» **Records to process**:
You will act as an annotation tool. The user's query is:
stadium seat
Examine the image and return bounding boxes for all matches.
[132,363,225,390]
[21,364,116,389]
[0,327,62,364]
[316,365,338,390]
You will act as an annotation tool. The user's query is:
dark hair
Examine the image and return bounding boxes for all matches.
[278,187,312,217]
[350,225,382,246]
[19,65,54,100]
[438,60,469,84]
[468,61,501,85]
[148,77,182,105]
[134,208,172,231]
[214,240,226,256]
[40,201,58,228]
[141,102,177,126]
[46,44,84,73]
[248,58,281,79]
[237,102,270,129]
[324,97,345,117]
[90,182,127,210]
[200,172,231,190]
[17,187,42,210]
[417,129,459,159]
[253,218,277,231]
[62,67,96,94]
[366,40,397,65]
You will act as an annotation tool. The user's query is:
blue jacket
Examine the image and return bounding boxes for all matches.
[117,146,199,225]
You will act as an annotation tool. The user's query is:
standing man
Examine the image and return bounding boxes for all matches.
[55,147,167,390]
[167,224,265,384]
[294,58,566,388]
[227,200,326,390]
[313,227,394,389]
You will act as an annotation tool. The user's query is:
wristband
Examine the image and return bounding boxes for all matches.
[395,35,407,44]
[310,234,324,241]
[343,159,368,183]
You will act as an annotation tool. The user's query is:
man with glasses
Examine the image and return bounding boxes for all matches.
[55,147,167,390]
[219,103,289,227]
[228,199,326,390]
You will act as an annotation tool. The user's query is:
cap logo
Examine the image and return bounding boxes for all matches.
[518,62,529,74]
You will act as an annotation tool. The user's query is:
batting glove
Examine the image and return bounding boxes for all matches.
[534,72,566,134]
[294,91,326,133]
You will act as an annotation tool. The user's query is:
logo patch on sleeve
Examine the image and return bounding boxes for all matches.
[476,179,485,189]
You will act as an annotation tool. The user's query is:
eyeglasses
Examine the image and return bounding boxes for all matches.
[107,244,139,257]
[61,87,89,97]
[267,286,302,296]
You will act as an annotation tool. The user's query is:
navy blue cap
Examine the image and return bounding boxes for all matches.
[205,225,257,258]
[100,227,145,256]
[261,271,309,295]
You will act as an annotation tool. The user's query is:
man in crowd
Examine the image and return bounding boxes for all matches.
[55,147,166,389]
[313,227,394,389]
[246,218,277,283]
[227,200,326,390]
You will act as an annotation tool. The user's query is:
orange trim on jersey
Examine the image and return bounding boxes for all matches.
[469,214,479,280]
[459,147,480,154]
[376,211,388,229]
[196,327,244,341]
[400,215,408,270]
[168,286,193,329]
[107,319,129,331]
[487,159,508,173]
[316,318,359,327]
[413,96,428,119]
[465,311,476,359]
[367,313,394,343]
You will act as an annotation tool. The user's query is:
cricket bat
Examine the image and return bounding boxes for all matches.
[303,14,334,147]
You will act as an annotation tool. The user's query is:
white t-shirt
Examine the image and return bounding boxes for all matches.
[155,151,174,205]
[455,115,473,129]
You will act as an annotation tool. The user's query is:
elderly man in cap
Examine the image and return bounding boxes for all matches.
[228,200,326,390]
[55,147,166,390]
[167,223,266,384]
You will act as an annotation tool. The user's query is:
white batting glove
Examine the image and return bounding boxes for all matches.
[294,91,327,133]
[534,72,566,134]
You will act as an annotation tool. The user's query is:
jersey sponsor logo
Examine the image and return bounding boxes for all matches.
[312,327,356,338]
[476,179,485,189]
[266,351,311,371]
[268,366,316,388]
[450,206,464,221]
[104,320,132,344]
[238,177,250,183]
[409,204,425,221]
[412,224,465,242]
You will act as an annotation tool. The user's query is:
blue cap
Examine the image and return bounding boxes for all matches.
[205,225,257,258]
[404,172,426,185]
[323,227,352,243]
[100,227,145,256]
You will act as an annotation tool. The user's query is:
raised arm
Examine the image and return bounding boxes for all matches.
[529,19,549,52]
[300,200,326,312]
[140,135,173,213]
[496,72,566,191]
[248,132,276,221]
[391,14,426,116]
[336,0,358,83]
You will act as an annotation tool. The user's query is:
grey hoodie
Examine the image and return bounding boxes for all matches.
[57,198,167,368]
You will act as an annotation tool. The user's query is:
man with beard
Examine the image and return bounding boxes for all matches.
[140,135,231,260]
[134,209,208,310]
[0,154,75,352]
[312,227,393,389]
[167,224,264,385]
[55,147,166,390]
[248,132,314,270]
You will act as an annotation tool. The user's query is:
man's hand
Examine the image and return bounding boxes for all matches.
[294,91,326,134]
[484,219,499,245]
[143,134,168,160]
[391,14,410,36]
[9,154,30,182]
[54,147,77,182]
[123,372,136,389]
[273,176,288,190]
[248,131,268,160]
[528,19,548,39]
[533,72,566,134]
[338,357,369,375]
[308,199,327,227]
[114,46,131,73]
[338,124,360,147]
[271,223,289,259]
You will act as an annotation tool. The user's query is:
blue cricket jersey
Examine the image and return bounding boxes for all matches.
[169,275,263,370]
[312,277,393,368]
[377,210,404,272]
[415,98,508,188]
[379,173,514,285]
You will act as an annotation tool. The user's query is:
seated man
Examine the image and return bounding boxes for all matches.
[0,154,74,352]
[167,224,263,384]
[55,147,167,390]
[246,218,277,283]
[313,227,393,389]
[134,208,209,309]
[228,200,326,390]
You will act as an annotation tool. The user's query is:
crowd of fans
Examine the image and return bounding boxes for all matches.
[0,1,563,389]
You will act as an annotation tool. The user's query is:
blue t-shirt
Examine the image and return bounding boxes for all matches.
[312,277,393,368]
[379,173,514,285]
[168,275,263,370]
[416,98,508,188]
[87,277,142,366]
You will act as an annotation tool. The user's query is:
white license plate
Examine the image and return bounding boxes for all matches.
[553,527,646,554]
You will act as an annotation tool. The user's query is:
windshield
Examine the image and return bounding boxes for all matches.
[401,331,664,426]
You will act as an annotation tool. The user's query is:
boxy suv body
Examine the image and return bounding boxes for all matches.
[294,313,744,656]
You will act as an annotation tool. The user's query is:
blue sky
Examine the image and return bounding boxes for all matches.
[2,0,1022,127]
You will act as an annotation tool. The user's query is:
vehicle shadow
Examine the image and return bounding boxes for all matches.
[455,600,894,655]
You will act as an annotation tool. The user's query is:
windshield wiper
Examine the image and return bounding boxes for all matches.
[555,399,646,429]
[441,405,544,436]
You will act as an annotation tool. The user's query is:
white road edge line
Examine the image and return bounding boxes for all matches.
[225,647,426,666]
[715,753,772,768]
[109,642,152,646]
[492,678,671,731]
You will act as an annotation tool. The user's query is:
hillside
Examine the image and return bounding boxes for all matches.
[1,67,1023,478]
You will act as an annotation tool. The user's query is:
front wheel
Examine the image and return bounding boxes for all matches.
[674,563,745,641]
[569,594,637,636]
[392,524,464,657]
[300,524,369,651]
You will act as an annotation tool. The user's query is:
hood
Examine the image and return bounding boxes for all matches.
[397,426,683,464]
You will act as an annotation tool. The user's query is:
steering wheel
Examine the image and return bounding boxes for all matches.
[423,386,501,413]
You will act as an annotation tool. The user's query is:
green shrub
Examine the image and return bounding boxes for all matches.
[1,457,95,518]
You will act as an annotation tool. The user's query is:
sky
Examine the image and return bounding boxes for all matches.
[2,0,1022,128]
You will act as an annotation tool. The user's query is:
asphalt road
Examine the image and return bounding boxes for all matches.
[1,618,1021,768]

» **What needs to be done**:
What should be returned is the run of lines from the first line of the material through the line containing "standing man", exact and inclusive, and nothing else.

» **Exercise solution**:
You will act as an annotation tool. The user's query is:
stadium seat
Examine the image and return bounding boxes for all matches.
[132,363,225,390]
[21,364,116,389]
[0,327,62,364]
[316,365,338,390]
You will act as an annotation tool. The user's query is:
dark hair
Examine the image and return bounding boxes for all matches.
[278,187,312,217]
[350,225,382,246]
[19,65,54,100]
[438,60,469,84]
[468,61,501,85]
[148,77,182,105]
[134,208,172,231]
[214,240,226,256]
[40,201,58,228]
[141,102,177,126]
[46,44,84,73]
[248,58,281,79]
[237,102,270,129]
[324,97,345,117]
[90,182,127,210]
[200,172,231,190]
[17,187,42,210]
[417,129,459,159]
[253,218,277,231]
[62,67,96,94]
[366,40,397,65]
You will act as an annotation tool. The user's query is:
blue jacket
Examine the image and return bounding boxes for all matches.
[117,146,199,225]
You will act as an annotation tool. The user's query is:
standing man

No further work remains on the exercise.